» Exercise objective
Retype every row below line for line, keeping each character unchanged.

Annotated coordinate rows

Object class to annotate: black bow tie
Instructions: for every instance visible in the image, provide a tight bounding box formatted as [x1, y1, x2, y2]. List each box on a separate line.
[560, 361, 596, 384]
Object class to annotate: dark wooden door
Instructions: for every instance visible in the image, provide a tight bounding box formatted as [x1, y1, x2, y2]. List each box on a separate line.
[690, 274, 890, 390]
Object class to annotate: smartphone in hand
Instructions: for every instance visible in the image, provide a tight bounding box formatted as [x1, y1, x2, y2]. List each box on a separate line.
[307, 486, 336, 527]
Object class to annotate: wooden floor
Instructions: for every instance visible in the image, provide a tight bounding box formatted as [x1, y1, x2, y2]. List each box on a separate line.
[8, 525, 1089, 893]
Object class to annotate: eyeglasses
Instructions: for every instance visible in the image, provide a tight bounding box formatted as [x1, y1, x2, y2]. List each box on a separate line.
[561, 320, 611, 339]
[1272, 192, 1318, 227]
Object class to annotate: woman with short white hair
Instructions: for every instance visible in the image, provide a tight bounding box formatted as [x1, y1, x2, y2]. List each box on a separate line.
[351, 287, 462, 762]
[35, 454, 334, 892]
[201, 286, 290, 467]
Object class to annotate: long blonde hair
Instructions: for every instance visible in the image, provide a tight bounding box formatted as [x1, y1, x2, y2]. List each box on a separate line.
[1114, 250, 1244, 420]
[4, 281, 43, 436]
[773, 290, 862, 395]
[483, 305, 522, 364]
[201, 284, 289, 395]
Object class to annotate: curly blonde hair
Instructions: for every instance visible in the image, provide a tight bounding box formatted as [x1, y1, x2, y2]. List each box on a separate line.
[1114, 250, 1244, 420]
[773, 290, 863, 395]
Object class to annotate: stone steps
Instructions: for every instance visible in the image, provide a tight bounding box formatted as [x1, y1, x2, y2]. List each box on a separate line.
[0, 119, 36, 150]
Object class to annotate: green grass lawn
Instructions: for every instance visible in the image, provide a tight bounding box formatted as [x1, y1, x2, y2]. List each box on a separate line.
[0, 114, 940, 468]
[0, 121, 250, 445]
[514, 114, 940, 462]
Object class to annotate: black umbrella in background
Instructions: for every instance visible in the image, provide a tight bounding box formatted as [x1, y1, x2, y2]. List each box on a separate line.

» In response
Object class to annotate: black bow tie
Instructions: for every instance visible in the image, provide a tight bounding box formatted as [x1, y1, x2, y2]. List each box on a separate line.
[560, 361, 596, 384]
Object class to annotate: dark wooden door
Instructions: for every instance visible in the image, provide a tight bounding box formatted as [x1, y1, x2, y2]. List each box on a separate line.
[690, 274, 890, 390]
Object class to annotate: smartphone in hand
Instructions: for every instance visible in the image, provide a tight bounding box formatted as [x1, y1, x2, y2]. List each box on a separate line.
[307, 486, 336, 527]
Object class to annotate: wooden floor
Instructions: for every instance visible in the image, provide a tight bounding box formatted as [x1, y1, x2, y2]. List each box on a separate line.
[8, 525, 1089, 893]
Object class to annotate: eyeglasses
Instructions: for every instance visible in the image, provide a tight bounding box formatted as [x1, y1, x2, y2]. List each box on a separate line.
[561, 320, 611, 339]
[1272, 192, 1318, 227]
Object class to annotate: woman with short white hair
Instructions: for every instance visible in the image, provide a tight bounding box formatted as [x1, y1, x2, y2]. List each box on a separate line.
[351, 287, 462, 762]
[35, 454, 334, 892]
[201, 286, 290, 467]
Object class to annotate: long blonde hair
Instructions: for every instance visible in the image, provide a tight bounding box formatted as [x1, y1, x2, y2]. List each box on a separate line.
[1114, 250, 1244, 420]
[4, 281, 43, 436]
[773, 290, 862, 395]
[483, 305, 522, 364]
[201, 284, 289, 395]
Object class to annotate: curly blonde hair
Instructions: for every instance visible in the image, provide a tight bounding box formatted as [x1, y1, x2, y2]. List each box on a separate line.
[1114, 250, 1244, 420]
[773, 290, 863, 395]
Object class to annotate: stone steps
Instructions: for every instance visible in the image, provide a tight bounding box formatted as [x1, y1, x2, y2]. List each box on a separate line.
[0, 119, 36, 150]
Object class to annotate: green grass lawn
Instructions: for every instance visible in the image, provide a tight bounding box formatted as [x1, y1, x2, y2]. List each box on a separate line.
[0, 114, 940, 468]
[0, 121, 250, 445]
[514, 114, 940, 462]
Object class to annotate: black umbrella in background
Instructions: for every instance visible in the image, provide a tight bounding box formatted as [x1, y1, x2, y2]. List each box on a separate line.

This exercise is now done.